Work to be completed:
Can you give these records again with every "white flower" swapped for "daisy" and nothing else changed?

━━━ Extracted material

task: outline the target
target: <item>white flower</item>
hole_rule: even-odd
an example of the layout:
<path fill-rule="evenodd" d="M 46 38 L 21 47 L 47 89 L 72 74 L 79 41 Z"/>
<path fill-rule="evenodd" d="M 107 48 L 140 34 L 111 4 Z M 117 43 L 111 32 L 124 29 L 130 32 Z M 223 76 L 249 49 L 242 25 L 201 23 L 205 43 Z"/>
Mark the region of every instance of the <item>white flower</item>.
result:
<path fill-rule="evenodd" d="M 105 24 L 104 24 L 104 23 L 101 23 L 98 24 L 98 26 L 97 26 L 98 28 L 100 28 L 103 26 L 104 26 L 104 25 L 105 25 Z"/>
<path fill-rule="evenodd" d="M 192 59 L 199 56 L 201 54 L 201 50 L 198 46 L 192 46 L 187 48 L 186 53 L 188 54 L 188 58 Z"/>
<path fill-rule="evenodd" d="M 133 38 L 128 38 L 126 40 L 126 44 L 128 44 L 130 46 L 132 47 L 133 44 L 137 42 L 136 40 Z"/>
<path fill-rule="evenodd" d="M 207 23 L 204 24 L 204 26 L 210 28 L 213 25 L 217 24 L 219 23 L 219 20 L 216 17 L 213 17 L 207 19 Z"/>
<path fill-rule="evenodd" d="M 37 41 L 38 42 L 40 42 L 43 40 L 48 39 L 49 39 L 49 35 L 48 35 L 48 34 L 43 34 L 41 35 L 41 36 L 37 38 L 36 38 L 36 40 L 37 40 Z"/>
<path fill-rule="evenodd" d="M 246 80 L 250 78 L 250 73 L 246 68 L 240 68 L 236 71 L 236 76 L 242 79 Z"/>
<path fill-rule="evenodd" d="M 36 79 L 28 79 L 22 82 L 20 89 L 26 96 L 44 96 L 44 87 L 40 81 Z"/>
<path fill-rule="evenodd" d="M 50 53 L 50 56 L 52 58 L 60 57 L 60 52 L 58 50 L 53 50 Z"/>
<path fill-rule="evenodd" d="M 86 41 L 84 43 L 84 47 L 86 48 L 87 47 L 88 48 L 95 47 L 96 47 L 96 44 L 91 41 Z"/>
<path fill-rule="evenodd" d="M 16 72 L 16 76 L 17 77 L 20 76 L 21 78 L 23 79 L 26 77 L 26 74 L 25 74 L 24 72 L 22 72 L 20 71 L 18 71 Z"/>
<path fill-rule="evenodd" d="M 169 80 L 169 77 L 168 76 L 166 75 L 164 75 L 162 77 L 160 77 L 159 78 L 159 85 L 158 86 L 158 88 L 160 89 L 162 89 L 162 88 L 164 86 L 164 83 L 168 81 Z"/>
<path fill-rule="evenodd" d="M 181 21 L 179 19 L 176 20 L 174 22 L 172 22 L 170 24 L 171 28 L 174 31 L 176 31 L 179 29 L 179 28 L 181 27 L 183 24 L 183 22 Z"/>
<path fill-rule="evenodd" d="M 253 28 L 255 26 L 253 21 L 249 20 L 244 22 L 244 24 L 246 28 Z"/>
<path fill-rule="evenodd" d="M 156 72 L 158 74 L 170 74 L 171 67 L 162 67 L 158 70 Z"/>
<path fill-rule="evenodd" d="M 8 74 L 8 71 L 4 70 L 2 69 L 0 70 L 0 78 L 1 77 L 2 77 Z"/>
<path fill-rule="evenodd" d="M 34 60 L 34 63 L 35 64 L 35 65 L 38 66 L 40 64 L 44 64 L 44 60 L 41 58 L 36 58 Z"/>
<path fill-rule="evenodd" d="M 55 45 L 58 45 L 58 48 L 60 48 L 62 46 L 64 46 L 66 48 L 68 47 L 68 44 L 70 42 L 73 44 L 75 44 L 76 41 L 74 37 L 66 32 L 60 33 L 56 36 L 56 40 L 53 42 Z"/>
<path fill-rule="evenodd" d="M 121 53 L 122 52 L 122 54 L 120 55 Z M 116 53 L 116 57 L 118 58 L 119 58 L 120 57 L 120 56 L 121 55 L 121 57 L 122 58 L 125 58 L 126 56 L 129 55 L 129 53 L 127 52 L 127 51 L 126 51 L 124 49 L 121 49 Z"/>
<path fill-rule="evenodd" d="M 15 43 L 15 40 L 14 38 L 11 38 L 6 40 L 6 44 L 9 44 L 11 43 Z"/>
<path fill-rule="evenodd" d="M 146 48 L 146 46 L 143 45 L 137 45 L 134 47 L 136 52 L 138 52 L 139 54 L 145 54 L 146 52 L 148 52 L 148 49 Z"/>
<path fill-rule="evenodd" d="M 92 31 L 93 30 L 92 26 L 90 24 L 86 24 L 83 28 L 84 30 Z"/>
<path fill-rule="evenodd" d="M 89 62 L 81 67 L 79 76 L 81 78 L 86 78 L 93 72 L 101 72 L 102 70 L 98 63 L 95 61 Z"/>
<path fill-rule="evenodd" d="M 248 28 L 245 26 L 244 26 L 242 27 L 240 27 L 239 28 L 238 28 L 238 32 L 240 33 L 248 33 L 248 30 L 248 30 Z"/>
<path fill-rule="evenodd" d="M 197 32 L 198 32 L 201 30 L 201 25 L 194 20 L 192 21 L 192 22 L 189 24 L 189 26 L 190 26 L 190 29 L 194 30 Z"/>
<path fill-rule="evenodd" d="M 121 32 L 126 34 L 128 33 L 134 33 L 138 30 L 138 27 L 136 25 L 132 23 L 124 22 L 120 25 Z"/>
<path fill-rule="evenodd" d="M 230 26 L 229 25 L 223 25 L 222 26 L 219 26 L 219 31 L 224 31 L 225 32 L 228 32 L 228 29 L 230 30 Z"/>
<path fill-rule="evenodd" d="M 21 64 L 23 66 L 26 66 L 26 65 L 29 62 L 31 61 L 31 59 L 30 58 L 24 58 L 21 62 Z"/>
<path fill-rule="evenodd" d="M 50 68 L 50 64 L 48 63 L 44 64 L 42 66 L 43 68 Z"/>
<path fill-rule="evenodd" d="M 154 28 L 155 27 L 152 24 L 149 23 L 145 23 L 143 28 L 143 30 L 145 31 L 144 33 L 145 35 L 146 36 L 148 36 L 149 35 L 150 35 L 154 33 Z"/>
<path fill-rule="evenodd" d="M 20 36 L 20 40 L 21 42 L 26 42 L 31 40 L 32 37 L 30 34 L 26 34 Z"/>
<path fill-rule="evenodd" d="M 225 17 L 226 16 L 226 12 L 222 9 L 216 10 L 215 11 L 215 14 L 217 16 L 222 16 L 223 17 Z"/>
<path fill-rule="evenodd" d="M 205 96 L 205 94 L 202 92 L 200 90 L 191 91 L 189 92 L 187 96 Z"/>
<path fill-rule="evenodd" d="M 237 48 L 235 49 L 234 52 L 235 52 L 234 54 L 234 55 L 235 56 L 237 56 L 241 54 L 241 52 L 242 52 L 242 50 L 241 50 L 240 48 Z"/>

━━━━━━

The response:
task: outline the target
target: <item>daisy</item>
hole_rule: even-odd
an example of the layout:
<path fill-rule="evenodd" d="M 46 38 L 21 47 L 47 89 L 72 74 L 79 41 Z"/>
<path fill-rule="evenodd" d="M 107 48 L 140 34 L 111 4 Z M 117 43 L 111 32 L 124 29 L 130 32 Z M 223 76 L 249 49 L 242 25 L 201 23 L 205 43 Z"/>
Mark the region of every instance of the <item>daisy</item>.
result:
<path fill-rule="evenodd" d="M 105 24 L 104 24 L 104 23 L 101 23 L 98 24 L 98 26 L 97 26 L 98 28 L 100 28 L 103 26 L 104 26 L 104 25 L 105 25 Z"/>
<path fill-rule="evenodd" d="M 192 59 L 199 56 L 201 54 L 201 50 L 198 46 L 192 46 L 187 48 L 186 53 L 188 54 L 188 58 Z"/>
<path fill-rule="evenodd" d="M 133 38 L 128 38 L 126 40 L 126 44 L 128 44 L 130 46 L 132 47 L 133 44 L 137 42 L 136 40 Z"/>
<path fill-rule="evenodd" d="M 207 23 L 204 24 L 204 26 L 210 28 L 213 25 L 217 24 L 219 23 L 219 20 L 216 17 L 213 17 L 207 19 Z"/>
<path fill-rule="evenodd" d="M 37 41 L 38 42 L 40 42 L 43 40 L 48 39 L 49 39 L 49 35 L 48 35 L 48 34 L 43 34 L 41 35 L 41 36 L 37 38 L 36 38 L 36 40 L 37 40 Z"/>
<path fill-rule="evenodd" d="M 246 80 L 250 78 L 250 73 L 246 68 L 240 68 L 236 71 L 236 76 L 242 79 Z"/>
<path fill-rule="evenodd" d="M 36 79 L 28 79 L 22 82 L 20 89 L 26 96 L 44 96 L 44 87 L 40 81 Z"/>
<path fill-rule="evenodd" d="M 50 53 L 50 56 L 52 58 L 60 57 L 60 52 L 58 50 L 53 50 Z"/>
<path fill-rule="evenodd" d="M 86 41 L 84 43 L 84 47 L 86 48 L 87 47 L 88 48 L 95 47 L 96 47 L 96 44 L 91 41 Z"/>
<path fill-rule="evenodd" d="M 16 72 L 16 76 L 17 77 L 20 76 L 21 78 L 23 79 L 26 77 L 26 74 L 25 74 L 24 72 L 22 72 L 20 71 L 18 71 Z"/>
<path fill-rule="evenodd" d="M 169 80 L 169 77 L 168 76 L 166 75 L 164 75 L 162 77 L 160 77 L 159 78 L 159 85 L 158 86 L 158 88 L 160 89 L 162 89 L 162 88 L 164 86 L 164 83 L 168 81 Z"/>
<path fill-rule="evenodd" d="M 181 21 L 179 19 L 176 20 L 174 22 L 172 22 L 170 24 L 171 28 L 174 31 L 176 31 L 179 29 L 179 28 L 181 27 L 183 24 L 183 22 Z"/>
<path fill-rule="evenodd" d="M 253 28 L 255 26 L 253 21 L 249 20 L 244 22 L 244 24 L 246 28 Z"/>
<path fill-rule="evenodd" d="M 156 72 L 158 74 L 170 74 L 171 67 L 162 67 L 158 70 Z"/>
<path fill-rule="evenodd" d="M 8 74 L 8 71 L 4 70 L 2 69 L 0 70 L 0 78 L 1 77 L 2 77 Z"/>
<path fill-rule="evenodd" d="M 34 60 L 34 63 L 35 64 L 35 65 L 38 66 L 40 64 L 44 64 L 44 60 L 41 58 L 36 58 Z"/>
<path fill-rule="evenodd" d="M 55 45 L 58 45 L 58 48 L 60 48 L 62 46 L 64 46 L 66 48 L 68 47 L 68 44 L 70 42 L 73 44 L 75 44 L 76 41 L 74 37 L 66 32 L 60 33 L 56 36 L 56 40 L 53 42 Z"/>
<path fill-rule="evenodd" d="M 121 53 L 122 52 L 122 54 L 120 55 Z M 116 53 L 116 57 L 118 58 L 119 58 L 120 57 L 120 56 L 121 55 L 121 57 L 122 58 L 125 58 L 126 56 L 129 55 L 129 53 L 127 52 L 127 51 L 126 51 L 124 49 L 121 49 Z"/>
<path fill-rule="evenodd" d="M 15 43 L 15 40 L 14 38 L 11 38 L 6 40 L 6 44 L 9 44 L 11 43 Z"/>
<path fill-rule="evenodd" d="M 146 48 L 146 46 L 143 45 L 137 45 L 134 47 L 136 52 L 138 52 L 139 54 L 145 54 L 146 52 L 148 52 L 148 49 Z"/>
<path fill-rule="evenodd" d="M 92 31 L 93 30 L 92 26 L 90 24 L 86 24 L 83 28 L 84 30 Z"/>
<path fill-rule="evenodd" d="M 89 62 L 81 67 L 79 76 L 81 78 L 86 78 L 93 72 L 101 72 L 102 70 L 98 63 L 95 61 Z"/>
<path fill-rule="evenodd" d="M 248 28 L 245 26 L 244 26 L 242 27 L 240 27 L 239 28 L 238 28 L 238 32 L 240 33 L 248 33 L 248 30 L 248 30 Z"/>
<path fill-rule="evenodd" d="M 197 32 L 198 32 L 201 30 L 201 25 L 194 20 L 192 21 L 192 22 L 189 24 L 189 26 L 190 26 L 190 29 L 194 30 Z"/>
<path fill-rule="evenodd" d="M 121 32 L 126 34 L 128 33 L 134 33 L 138 30 L 138 27 L 136 25 L 132 23 L 124 22 L 120 25 Z"/>
<path fill-rule="evenodd" d="M 230 26 L 229 25 L 223 25 L 222 26 L 219 26 L 219 31 L 224 31 L 225 32 L 228 32 L 228 29 L 230 30 Z"/>
<path fill-rule="evenodd" d="M 21 64 L 23 66 L 26 66 L 26 65 L 29 62 L 31 61 L 31 59 L 30 58 L 24 58 L 21 62 Z"/>
<path fill-rule="evenodd" d="M 50 68 L 50 64 L 48 63 L 44 64 L 42 66 L 43 68 Z"/>
<path fill-rule="evenodd" d="M 154 28 L 155 27 L 152 24 L 149 23 L 145 23 L 143 28 L 143 30 L 145 31 L 144 33 L 145 35 L 146 36 L 148 36 L 149 35 L 150 35 L 154 33 Z"/>
<path fill-rule="evenodd" d="M 20 36 L 20 40 L 21 42 L 26 42 L 31 40 L 32 37 L 30 34 L 26 34 Z"/>
<path fill-rule="evenodd" d="M 225 17 L 226 16 L 226 12 L 222 9 L 216 10 L 215 11 L 215 14 L 217 16 L 222 16 L 223 17 Z"/>
<path fill-rule="evenodd" d="M 205 96 L 205 94 L 202 92 L 200 90 L 191 91 L 189 92 L 187 96 Z"/>
<path fill-rule="evenodd" d="M 237 48 L 235 49 L 234 52 L 235 52 L 234 54 L 234 55 L 235 56 L 237 56 L 241 54 L 241 52 L 242 52 L 242 50 L 241 50 L 240 48 Z"/>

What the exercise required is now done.